__GIVEN REQUEST__: Reproduce the closing part of the entries exactly: the line with "In this exercise you will tag the roof" and all lines after it, ending with the last line, and nothing else.
------
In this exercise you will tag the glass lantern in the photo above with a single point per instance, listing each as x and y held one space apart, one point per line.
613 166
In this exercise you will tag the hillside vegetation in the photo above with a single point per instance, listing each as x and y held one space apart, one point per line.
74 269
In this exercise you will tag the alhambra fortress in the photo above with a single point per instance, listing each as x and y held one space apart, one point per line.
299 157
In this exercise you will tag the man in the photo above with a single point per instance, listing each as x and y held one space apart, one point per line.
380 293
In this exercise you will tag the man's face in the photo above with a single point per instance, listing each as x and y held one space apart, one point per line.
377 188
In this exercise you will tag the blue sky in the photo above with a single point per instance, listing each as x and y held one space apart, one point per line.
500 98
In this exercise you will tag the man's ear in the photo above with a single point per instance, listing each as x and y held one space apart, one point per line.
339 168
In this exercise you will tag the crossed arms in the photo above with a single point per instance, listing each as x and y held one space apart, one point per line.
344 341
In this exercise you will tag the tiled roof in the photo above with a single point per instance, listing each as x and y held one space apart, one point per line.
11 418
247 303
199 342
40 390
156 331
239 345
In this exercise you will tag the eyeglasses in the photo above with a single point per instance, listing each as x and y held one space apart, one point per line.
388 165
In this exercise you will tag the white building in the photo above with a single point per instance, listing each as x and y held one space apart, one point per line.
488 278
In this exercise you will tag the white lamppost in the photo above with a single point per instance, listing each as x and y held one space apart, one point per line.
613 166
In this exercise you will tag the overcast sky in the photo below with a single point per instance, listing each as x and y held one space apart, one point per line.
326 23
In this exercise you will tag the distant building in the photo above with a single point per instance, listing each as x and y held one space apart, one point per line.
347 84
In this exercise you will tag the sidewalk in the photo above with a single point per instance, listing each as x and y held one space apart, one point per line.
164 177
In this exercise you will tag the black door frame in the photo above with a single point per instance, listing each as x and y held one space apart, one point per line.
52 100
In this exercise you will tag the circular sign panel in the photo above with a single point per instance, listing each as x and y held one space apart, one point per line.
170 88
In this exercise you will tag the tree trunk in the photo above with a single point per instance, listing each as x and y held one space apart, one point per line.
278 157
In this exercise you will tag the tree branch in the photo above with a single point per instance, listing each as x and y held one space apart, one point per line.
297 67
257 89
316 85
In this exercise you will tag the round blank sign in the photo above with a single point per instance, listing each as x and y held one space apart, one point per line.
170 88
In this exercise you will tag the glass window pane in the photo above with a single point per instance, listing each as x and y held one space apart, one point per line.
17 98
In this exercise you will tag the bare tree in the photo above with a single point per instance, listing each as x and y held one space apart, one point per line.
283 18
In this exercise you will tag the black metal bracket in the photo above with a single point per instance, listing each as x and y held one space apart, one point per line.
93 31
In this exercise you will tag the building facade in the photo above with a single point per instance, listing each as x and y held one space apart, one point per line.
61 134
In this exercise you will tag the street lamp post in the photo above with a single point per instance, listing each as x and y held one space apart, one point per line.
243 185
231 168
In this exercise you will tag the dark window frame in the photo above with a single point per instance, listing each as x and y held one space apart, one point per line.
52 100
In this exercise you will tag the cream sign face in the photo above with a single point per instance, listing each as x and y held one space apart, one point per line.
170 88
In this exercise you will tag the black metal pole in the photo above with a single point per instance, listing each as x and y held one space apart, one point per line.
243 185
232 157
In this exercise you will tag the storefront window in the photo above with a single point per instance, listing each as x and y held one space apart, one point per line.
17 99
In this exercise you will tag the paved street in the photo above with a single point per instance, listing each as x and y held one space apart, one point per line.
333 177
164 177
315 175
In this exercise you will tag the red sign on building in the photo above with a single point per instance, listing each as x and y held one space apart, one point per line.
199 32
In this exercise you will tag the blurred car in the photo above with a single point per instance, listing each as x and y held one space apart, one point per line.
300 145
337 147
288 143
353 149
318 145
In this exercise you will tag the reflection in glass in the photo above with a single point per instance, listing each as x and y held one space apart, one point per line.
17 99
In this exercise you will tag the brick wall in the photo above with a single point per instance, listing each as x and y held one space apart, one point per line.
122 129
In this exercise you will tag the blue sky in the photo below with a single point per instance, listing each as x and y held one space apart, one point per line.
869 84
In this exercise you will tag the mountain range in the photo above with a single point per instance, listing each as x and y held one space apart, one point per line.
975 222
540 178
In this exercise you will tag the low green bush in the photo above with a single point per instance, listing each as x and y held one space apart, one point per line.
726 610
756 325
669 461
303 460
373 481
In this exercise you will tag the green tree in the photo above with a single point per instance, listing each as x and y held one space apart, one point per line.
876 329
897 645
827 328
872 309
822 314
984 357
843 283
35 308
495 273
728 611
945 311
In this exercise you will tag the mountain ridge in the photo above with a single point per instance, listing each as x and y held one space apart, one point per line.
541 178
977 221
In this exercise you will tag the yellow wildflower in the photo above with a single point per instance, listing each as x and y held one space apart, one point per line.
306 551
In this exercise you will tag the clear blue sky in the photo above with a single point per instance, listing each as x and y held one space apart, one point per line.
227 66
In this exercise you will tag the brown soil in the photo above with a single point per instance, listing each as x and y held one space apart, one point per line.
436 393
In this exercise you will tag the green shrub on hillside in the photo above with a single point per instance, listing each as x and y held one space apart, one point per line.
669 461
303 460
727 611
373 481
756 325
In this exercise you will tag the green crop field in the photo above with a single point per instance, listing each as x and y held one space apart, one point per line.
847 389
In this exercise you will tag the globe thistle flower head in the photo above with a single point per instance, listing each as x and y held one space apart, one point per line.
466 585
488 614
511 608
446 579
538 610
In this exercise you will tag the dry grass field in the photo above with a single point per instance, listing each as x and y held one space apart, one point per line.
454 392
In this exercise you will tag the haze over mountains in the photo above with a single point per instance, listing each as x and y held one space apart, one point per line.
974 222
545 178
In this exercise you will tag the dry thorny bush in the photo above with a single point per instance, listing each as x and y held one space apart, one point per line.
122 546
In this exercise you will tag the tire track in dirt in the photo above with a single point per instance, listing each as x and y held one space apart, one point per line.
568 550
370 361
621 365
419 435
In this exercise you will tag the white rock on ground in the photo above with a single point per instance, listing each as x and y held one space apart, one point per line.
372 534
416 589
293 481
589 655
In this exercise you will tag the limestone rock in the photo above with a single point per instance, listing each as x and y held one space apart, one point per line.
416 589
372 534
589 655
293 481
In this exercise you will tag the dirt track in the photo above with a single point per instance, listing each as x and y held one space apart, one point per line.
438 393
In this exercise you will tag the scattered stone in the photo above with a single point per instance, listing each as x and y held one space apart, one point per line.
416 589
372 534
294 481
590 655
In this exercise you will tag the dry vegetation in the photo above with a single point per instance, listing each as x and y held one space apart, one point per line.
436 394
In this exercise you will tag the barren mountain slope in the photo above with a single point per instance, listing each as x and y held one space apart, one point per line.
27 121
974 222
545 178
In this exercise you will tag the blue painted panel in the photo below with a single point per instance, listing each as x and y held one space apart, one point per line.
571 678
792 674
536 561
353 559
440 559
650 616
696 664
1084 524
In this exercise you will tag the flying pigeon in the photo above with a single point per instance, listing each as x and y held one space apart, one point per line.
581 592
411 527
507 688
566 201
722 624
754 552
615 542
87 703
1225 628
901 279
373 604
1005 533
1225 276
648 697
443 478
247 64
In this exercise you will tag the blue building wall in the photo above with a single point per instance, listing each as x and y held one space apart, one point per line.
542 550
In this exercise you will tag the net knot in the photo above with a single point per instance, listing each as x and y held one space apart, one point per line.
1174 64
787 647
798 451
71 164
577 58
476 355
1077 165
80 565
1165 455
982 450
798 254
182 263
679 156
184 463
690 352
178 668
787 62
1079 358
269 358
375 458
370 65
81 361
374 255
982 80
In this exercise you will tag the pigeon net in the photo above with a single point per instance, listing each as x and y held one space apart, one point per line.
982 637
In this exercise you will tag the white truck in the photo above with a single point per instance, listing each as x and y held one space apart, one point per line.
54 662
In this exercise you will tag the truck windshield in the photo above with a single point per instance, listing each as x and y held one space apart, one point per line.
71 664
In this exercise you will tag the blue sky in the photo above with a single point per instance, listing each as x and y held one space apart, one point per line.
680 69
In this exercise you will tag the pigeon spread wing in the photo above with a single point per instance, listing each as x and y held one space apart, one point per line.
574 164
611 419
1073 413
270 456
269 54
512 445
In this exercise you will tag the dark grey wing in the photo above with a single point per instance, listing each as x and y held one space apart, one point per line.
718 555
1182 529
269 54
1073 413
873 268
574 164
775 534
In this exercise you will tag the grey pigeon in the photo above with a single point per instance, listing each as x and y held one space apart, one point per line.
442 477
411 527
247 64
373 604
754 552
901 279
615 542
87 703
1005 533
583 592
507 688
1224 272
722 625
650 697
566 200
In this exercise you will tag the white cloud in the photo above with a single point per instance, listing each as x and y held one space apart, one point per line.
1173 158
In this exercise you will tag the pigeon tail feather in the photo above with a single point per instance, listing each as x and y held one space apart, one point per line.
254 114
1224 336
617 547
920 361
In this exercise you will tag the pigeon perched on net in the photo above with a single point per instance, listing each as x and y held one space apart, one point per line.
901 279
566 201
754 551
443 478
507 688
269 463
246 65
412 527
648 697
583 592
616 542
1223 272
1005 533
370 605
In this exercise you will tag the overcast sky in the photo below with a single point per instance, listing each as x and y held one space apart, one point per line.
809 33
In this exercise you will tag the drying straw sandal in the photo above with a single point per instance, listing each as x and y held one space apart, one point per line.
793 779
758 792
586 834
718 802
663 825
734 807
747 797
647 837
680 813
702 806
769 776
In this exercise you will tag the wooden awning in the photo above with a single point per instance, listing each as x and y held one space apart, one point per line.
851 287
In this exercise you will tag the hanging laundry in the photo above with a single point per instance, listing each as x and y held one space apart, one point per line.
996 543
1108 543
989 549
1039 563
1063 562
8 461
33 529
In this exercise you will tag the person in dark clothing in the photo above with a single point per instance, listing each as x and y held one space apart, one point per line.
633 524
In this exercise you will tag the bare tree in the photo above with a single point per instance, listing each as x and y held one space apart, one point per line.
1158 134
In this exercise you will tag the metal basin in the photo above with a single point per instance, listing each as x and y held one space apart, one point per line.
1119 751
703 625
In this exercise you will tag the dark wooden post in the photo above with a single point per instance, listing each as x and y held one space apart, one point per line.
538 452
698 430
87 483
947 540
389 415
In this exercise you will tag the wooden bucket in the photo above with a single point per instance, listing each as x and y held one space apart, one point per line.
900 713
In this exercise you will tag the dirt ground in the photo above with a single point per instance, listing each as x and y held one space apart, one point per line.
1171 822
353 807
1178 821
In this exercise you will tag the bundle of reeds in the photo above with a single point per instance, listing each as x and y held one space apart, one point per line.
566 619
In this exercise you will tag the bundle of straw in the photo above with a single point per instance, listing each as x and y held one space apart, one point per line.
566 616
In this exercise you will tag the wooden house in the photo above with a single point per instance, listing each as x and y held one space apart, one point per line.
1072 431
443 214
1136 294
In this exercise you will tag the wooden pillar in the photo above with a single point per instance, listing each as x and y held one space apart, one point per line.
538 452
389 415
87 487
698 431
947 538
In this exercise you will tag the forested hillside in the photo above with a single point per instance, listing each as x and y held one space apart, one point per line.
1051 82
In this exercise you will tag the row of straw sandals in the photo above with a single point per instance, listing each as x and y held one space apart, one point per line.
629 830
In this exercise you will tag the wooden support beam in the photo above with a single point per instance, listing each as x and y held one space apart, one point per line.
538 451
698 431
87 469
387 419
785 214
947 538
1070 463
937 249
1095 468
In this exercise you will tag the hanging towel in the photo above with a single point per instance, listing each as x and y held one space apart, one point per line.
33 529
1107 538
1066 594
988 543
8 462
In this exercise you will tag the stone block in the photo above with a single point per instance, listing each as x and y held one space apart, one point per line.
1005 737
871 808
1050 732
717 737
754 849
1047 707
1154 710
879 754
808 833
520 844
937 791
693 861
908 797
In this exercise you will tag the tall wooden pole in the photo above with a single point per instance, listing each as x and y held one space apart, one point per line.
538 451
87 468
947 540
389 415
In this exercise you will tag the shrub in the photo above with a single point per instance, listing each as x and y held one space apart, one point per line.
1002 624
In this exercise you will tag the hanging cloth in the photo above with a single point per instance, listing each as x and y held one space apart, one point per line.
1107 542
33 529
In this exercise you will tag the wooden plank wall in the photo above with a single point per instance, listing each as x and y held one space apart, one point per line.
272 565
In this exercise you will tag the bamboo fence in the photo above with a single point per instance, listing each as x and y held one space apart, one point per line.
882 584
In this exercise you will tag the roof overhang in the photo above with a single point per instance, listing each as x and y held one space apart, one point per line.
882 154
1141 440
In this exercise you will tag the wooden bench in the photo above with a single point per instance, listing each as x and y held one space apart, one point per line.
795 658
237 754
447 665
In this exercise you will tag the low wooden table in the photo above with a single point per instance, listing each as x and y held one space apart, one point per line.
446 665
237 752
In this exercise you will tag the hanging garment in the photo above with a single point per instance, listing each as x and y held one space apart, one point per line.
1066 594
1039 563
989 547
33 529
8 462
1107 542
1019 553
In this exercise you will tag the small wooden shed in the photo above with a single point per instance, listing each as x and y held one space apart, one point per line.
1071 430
------
__EXPECTED OUTPUT__:
In this exercise you will tag the roof overhang in the photo above with a single point per instance, listing each as x and y held one space apart, one point per line.
882 154
1141 440
In this exercise you will tag the wooden bench in the photo above with a single point per instance, listing each as x and y held one space apart, one point per line.
795 658
237 754
447 665
In this exercise you will tag the low wooden table in the photo above with a single point per instance, listing each as x and y held one space apart, one point per line.
446 665
237 752
In this exercise you will tag the hanging garment in the photo above with a single point per instance, listing each as x and y held one space apart, one point per line.
1066 594
1039 563
989 547
33 529
8 462
1107 542
1019 553
In this exercise you will tag the small wooden shed in the photo above with a single point per instance, listing each as x and y held one space apart, one point per line.
1071 430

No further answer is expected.